From the car forum thread below, list each distinct username that appears as the header of a post.

• Text shown:
━━━━━━━━
The red one is nice.


----------



## Delta Shell (Apr 3, 2022)

Schneider said:


> @Karasu @Delta Shell would you like to try a spin inside these death traps?


Tbh yeah I'd probably give it a go. Driver not passenger though. I have trust issues.


----------



## Mider T (Apr 3, 2022)

If I answer this question, the whole thread is immediately going to center on me and everyone is going to ask a bunch more questions, so I won't say anything now.



Delta Shell said:


> Lol I thought it was funny. I like indian humour.


I see we are very liberal with our usage of the word "humor".


----------



## wibisana (Apr 3, 2022)

Mider T said:


> If I answer this question, the whole thread is immediately going to center on me and everyone is going to ask a bunch more questions, so I won't say anything now.
> 
> 
> I see we are very liberal with our usage of the word "humor".


u prolly drive tesla or toyota

Reactions: Funny 1


----------



## Schneider (Apr 3, 2022)

Mider T said:


> If I answer this question, the whole thread is immediately going to center on me and everyone is going to ask a bunch more questions, so I won't say anything now.
> 
> 
> I see we are very liberal with our usage of the word "humor".





wibisana said:


> u prolly drive tesla or toyota

Reactions: Agree 1 | Funny 2


----------



## Schneider (Apr 3, 2022)

for the record, yes i will absolutely talk about this


----------



## MarF (Apr 3, 2022)

FIrst car was a Skoda Fabia 6Y 1.9 SDI. Truly a great car, cost me 2000€ to buy. Cheap to insure, unkillable engine, barely needed any fuel and was extremely reliable. It once spend an entire week outside without being moved in temperatures around -30°C and still started without issues. Bad winter roads weren't an issue with it either.
━━━━━━━━
• Data block:
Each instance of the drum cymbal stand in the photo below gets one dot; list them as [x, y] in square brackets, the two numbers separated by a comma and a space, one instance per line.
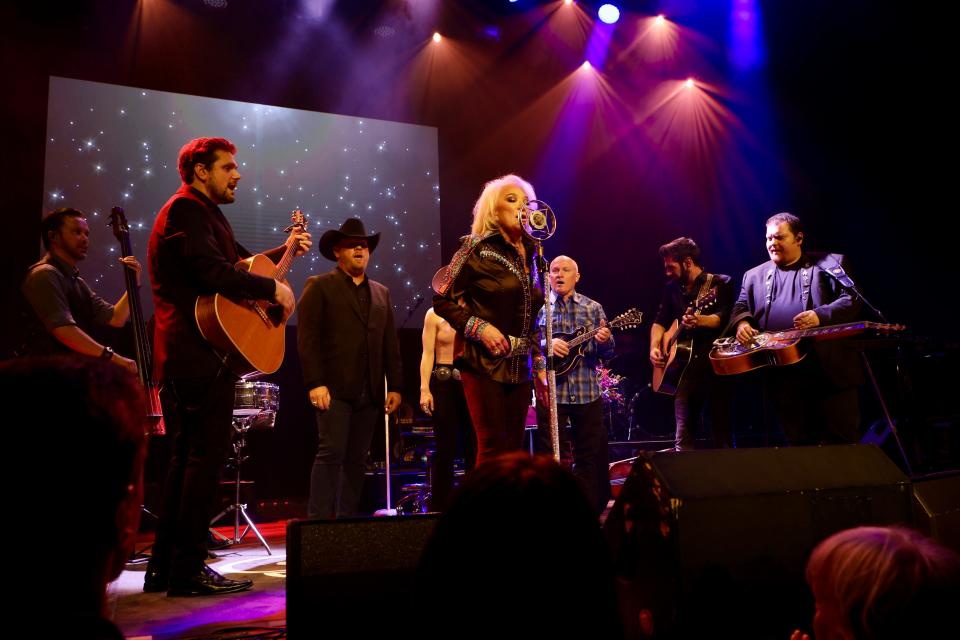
━━━━━━━━
• The completed task:
Delta Shell, Mider T, wibisana, Schneider, MarF